Task material —

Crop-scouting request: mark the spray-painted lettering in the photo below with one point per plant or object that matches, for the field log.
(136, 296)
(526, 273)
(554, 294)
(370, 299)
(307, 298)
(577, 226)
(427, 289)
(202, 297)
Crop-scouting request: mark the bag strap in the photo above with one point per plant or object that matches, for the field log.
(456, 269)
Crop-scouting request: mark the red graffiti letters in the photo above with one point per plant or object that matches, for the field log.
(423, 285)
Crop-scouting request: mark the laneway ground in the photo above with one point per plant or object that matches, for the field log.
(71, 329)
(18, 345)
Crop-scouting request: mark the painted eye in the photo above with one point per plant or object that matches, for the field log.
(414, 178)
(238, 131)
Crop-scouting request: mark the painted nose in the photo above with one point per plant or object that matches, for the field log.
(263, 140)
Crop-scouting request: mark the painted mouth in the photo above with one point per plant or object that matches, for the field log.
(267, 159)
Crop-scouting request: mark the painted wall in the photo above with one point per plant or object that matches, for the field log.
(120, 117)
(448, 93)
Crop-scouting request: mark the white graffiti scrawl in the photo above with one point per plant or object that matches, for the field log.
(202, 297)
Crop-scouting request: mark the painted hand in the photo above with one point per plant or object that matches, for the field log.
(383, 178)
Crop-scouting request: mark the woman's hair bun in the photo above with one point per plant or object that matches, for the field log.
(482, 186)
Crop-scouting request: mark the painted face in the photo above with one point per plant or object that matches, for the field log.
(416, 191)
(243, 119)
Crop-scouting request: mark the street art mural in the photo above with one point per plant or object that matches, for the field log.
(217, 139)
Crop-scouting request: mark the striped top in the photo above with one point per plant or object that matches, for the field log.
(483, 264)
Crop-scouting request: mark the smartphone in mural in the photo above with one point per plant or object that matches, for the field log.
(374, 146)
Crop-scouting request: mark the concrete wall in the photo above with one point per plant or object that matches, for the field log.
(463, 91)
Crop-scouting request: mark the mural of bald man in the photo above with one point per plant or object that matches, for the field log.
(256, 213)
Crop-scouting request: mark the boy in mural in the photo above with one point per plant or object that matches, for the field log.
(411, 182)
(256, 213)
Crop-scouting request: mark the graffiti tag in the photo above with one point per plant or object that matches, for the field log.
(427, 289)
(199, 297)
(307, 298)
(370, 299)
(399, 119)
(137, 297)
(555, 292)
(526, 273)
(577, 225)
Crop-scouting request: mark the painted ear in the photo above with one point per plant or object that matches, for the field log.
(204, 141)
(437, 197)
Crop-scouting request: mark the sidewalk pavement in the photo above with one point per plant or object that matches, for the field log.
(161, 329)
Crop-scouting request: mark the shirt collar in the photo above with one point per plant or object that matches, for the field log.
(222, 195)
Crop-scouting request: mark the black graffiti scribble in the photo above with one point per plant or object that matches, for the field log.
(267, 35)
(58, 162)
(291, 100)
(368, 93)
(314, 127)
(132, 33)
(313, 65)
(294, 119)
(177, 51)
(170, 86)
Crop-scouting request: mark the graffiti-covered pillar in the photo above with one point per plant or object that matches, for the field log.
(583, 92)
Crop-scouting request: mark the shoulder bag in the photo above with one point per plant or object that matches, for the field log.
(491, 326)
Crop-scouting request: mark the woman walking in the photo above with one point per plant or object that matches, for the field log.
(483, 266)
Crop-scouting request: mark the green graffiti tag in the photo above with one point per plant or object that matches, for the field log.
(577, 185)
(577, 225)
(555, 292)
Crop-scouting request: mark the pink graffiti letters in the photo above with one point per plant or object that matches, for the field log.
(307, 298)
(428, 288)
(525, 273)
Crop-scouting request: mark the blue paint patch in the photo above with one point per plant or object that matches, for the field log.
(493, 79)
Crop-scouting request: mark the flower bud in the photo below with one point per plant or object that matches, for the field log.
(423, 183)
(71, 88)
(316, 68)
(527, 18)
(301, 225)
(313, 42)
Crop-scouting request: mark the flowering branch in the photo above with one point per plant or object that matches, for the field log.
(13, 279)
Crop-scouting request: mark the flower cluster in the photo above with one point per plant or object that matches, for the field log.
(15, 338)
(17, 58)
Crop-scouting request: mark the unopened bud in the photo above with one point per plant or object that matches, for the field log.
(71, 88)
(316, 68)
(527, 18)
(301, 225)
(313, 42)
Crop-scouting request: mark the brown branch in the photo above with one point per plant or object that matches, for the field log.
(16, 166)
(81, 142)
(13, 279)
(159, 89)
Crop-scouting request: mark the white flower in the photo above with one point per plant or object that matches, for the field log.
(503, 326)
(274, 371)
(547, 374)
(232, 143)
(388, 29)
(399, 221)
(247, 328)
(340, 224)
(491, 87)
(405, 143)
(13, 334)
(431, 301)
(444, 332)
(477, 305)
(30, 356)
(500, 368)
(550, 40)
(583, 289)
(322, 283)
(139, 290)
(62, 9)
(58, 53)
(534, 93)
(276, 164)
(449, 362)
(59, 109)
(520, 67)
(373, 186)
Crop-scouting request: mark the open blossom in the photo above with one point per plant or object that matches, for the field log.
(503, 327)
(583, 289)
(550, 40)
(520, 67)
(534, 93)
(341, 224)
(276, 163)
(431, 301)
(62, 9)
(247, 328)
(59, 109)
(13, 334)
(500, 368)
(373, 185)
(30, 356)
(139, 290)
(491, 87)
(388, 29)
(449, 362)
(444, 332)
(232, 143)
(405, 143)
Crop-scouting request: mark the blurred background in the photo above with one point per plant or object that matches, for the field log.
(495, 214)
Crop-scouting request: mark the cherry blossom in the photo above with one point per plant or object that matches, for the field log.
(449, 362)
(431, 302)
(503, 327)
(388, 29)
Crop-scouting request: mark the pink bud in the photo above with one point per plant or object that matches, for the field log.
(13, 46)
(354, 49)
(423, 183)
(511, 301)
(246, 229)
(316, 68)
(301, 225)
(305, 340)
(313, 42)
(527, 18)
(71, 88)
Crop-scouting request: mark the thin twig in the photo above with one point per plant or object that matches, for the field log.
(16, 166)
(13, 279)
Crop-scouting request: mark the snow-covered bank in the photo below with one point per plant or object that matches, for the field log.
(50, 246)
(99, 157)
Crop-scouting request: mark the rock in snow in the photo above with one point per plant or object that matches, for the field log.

Task statement — Each line of the data needs to be repeated exactly.

Result —
Crop-scouting request: mark the spray-painted lettering in the photo below with one point per plant or object that matches, for the field log.
(136, 296)
(526, 273)
(554, 294)
(370, 299)
(307, 298)
(577, 226)
(427, 289)
(202, 297)
Crop-scouting request: mark the bag strap in the photo above with one point per plant or object that matches, for the field log.
(456, 269)
Crop-scouting request: mark the red graffiti letters in the photo above with one point per plant or object that matches, for the field log.
(423, 285)
Crop-scouting request: mark the laneway ground in the photo above with one point per plant or object that matches, for the field log.
(71, 329)
(18, 345)
Crop-scouting request: mark the painted eye in the photo above with one point per plant or object that matches, for the field log.
(414, 178)
(238, 131)
Crop-scouting request: mark the painted nose in the photo above with one point per plant or object that matches, for the field log.
(263, 140)
Crop-scouting request: mark the painted mouth in the photo above with one point per plant or object that matches, for the field log.
(267, 159)
Crop-scouting request: mark the painted wall in the photo above with one point per plant or object that matches, for the field log.
(120, 117)
(448, 93)
Crop-scouting request: mark the white graffiti scrawl in the photo above with one point per plant or object that matches, for the field log.
(202, 297)
Crop-scouting request: mark the painted hand in the photo above with one point per plant or object that matches, for the field log.
(383, 178)
Crop-scouting request: mark the woman's hair bun in the photo above with one point per plant or object that matches, for the field log.
(482, 186)
Crop-scouting request: mark the painted face in the photo above with one point per plant or object that matches, for the field log.
(416, 191)
(243, 119)
Crop-scouting request: mark the street art mural in the photo above with one point per plant or object that matches, for the field log.
(217, 139)
Crop-scouting request: mark the striped top in the photo above with one point per plant or object that matches, for the field log.
(483, 264)
Crop-scouting request: mark the smartphone in mural in the photo above with one point per plant or object that matches, for the field log.
(374, 146)
Crop-scouting request: mark the concrete wall in the photo above with one point per plant or object that matches, for the field log.
(463, 91)
Crop-scouting request: mark the mural of bald man in the photo above with one point per plant or object that matches, for the field log.
(256, 213)
Crop-scouting request: mark the boy in mural in the photo above with one point per plant or object that matches, for the field log.
(411, 182)
(256, 213)
Crop-scouting request: mark the graffiti tag in the photo above with one point per plant or object that matches, for the field log.
(427, 289)
(199, 297)
(307, 298)
(370, 299)
(399, 119)
(137, 297)
(555, 292)
(526, 273)
(577, 225)
Crop-scouting request: mark the painted ear in the photo above with one point per plant or object that matches, for the field log.
(204, 141)
(437, 197)
Crop-scouting request: mark the sidewalk pavement in the photo above with one point per plant or object that matches, for the field log.
(161, 329)
Crop-scouting request: mark the shirt collar in the photo above with one point per plant or object that matches, for the field log.
(222, 195)
Crop-scouting request: mark the black graffiti scribble in the photo above with one point per plant or object that matches, for the field log.
(267, 35)
(58, 162)
(291, 100)
(368, 93)
(314, 127)
(132, 33)
(313, 65)
(294, 119)
(177, 51)
(170, 86)
Crop-scouting request: mark the graffiti-covered pillar in the photo above with one point per plant or object that matches, for the field log.
(583, 92)
Crop-scouting request: mark the shoulder bag in the photo above with one point per plant or object that matches, for the field log.
(491, 326)
Crop-scouting request: mark the woman walking in the photo above with one point per plant or object that matches, for the field log.
(483, 266)
Crop-scouting request: mark the green graffiti tag in the photo above with one point per plant or object that matches, for the field log.
(577, 185)
(577, 225)
(555, 292)
Crop-scouting request: mark the pink graffiti letters in the photo above with one point per plant or object that matches, for the field log.
(307, 298)
(428, 288)
(525, 273)
Crop-scouting request: mark the blue paint patch in the photo above with one point per plant or object that matches, for the field log.
(493, 79)
Crop-scouting request: mark the flower bud in the photo below with one point per plant or object that matches, for the field log.
(423, 183)
(71, 88)
(316, 68)
(527, 18)
(301, 225)
(313, 42)
Crop-scouting request: mark the flowering branch in the photo above with one point per plant or object that matches, for the field log.
(13, 279)
Crop-scouting request: mark the flower cluster in the photo above with one point per plant or object that matches, for the field log.
(15, 338)
(17, 58)
Crop-scouting request: mark the unopened bud in the photo above with one point per plant or object that matches, for the field log.
(71, 88)
(316, 68)
(527, 18)
(301, 225)
(313, 42)
Crop-scouting request: mark the brown branch in the photo above with one point per plant or object that matches, for the field log.
(16, 166)
(81, 142)
(13, 279)
(159, 89)
Crop-scouting request: mark the white flower in the photo above with one point per plant or object that matches, for the field log.
(503, 326)
(274, 371)
(547, 374)
(232, 143)
(388, 29)
(399, 221)
(247, 328)
(340, 224)
(491, 87)
(405, 143)
(13, 334)
(431, 301)
(444, 332)
(477, 305)
(30, 356)
(500, 368)
(550, 40)
(583, 289)
(322, 283)
(139, 290)
(62, 9)
(58, 53)
(534, 93)
(276, 164)
(449, 362)
(59, 109)
(520, 67)
(373, 186)
Crop-scouting request: mark the open blossom in the photo above with one point per plant or object that matches, for the field log.
(503, 327)
(583, 289)
(550, 40)
(520, 67)
(534, 93)
(341, 224)
(276, 163)
(431, 301)
(62, 9)
(247, 328)
(59, 109)
(13, 334)
(500, 368)
(373, 185)
(30, 356)
(139, 290)
(491, 87)
(388, 29)
(449, 362)
(444, 332)
(232, 143)
(405, 143)
Crop-scouting request: mark the blurred background in the photo above with one point per plant or object that matches, for the field log.
(495, 214)
Crop-scouting request: mark the cherry blossom in the photo above with one point per plant or object that matches, for the field log.
(449, 362)
(431, 302)
(503, 327)
(388, 29)
Crop-scouting request: mark the pink bud in the photo above with one point per plant or object that matches, for the field log.
(13, 46)
(354, 49)
(423, 183)
(511, 301)
(246, 229)
(316, 68)
(301, 225)
(305, 340)
(313, 42)
(527, 18)
(71, 88)
Crop-scouting request: mark the thin twig in the photo above with one point per plant or object that matches, for the field log.
(16, 166)
(13, 279)
Crop-scouting request: mark the snow-covered bank in the photo below with one point per plant or object that matches, for the field log.
(50, 246)
(99, 157)
Crop-scouting request: mark the rock in snow in the photo above with one point per plant or object that matches, for the field log.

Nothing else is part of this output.